# Aufgaben:
(a) Beantworte anhand der Quelle:
(i) Welches Prinzip soll der Ansatz der europäischen Normung unterstützen?
(ii) Welche Eigenschaftswerte der Systembodenkonstruktionen werden genannt?
(iii) Wer wählt die Einzelelemente eines Hohl- oder Doppelbodens aus?
(b) Gib einen Abschnitt der Quelle wortgetreu wieder. Setze bei den Worten „Zur grundsätzlichen Philosophie“ ein und ende nach „zu gewährleisten haben.“.
(c) Zähle alle Gruppen auf, für die die Anwendungsrichtlinien laut der Quelle eine verbindliche Grundlage bilden.

Klassifizierung und Prüfung

Zur grundsätzlichen Philosophie der europäischen Normung gehört, geforderte Eigenschaften zu beschreiben, jedoch keine konkreten Ausführungen vorzugeben. Dieser Ansatz soll kreative Lösungen fördern und Alternativen ermöglichen, um das oft formulierte Prinzip „Resultate zählen“ zu unterstützen. Das bedeutet, dass Detailfestlegungen wie Estrichdicke oder Gewindedurchmesser der Spindelstützen, vergleichbar mit Baukastenmerkmalen, nicht mehr in den Normen zu finden sind. Die Einzelelemente eines Hohl- oder Doppelbodens werden vom Hersteller ausgewählt. Mit den Detailangaben und Ausführungshinweisen der Systemhersteller entstehen somit unterschiedliche Bauarten, die die entsprechend zugesicherten Systemeigen­schaften zu gewährleisten haben.

Die Prüf- und Klassifizierungsnormen beschränken sich darauf, Klassifizierungen und einheitliche Prüfverfahren vorzugeben, mit denen die geforderten Eigenschaftswerte der Systembodenkonstruktionen wie Festigkeit, Steifigkeit und Beständigkeit einheitlich bestimmt und untereinander verglichen werden können. Der Abgleich einer geschuldeten mit einer erbrachten Leistung leitet sich hingegen aus den allgemein anerkannten Regeln der Bautechnik ab, die zu den genannten DIN EN Normen in den jeweils nationalen Anwendungsregeln formuliert sind. Die in Deutschland als technische Regel veröffentlichten Anwendungsrichtlinien des Bundesverbandes Systemöden e. V. übernehmen diese Aufgabe. Sie stellen somit eine technisch wie rechtlich verbindliche Grundlage für Bauherrn, Planer, Systemgebende und ausführende Unternehmen dar.

# Auflistung:
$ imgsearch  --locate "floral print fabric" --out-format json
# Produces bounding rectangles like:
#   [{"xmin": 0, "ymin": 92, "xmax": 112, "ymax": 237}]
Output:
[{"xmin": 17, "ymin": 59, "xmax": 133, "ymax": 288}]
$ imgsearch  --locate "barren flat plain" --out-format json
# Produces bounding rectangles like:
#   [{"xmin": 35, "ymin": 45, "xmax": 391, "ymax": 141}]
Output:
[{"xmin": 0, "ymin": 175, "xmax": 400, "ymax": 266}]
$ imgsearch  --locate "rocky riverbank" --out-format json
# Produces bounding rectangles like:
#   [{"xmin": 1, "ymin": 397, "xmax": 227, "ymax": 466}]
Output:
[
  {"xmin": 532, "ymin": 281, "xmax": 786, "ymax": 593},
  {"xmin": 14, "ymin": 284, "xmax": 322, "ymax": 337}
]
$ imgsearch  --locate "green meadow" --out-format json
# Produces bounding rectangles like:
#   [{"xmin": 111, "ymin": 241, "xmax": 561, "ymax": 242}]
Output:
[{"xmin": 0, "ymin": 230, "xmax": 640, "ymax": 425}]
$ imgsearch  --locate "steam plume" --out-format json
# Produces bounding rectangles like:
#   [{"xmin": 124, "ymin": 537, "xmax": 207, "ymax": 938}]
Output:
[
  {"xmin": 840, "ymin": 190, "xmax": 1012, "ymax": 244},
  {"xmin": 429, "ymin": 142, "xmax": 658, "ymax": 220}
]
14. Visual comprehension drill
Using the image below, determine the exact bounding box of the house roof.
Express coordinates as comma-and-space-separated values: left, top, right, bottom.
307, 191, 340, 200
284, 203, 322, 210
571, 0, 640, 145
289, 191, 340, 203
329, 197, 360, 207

# Vollständige Lösungen:
(a)
(i) Das Prinzip „Resultate zählen“.
(ii) Festigkeit, Steifigkeit und Beständigkeit.
(iii) Der Hersteller.

(b)
Zur grundsätzlichen Philosophie der europäischen Normung gehört, geforderte Eigenschaften zu beschreiben, jedoch keine konkreten Ausführungen vorzugeben. Dieser Ansatz soll kreative Lösungen fördern und Alternativen ermöglichen, um das oft formulierte Prinzip „Resultate zählen“ zu unterstützen. Das bedeutet, dass Detailfestlegungen wie Estrichdicke oder Gewindedurchmesser der Spindelstützen, vergleichbar mit Baukastenmerkmalen, nicht mehr in den Normen zu finden sind. Die Einzelelemente eines Hohl- oder Doppelbodens werden vom Hersteller ausgewählt. Mit den Detailangaben und Ausführungshinweisen der Systemhersteller entstehen somit unterschiedliche Bauarten, die die entsprechend zugesicherten Systemeigen­schaften zu gewährleisten haben.

(c)
- Bauherrn
- Planer
- Systemgebende
- ausführende Unternehmen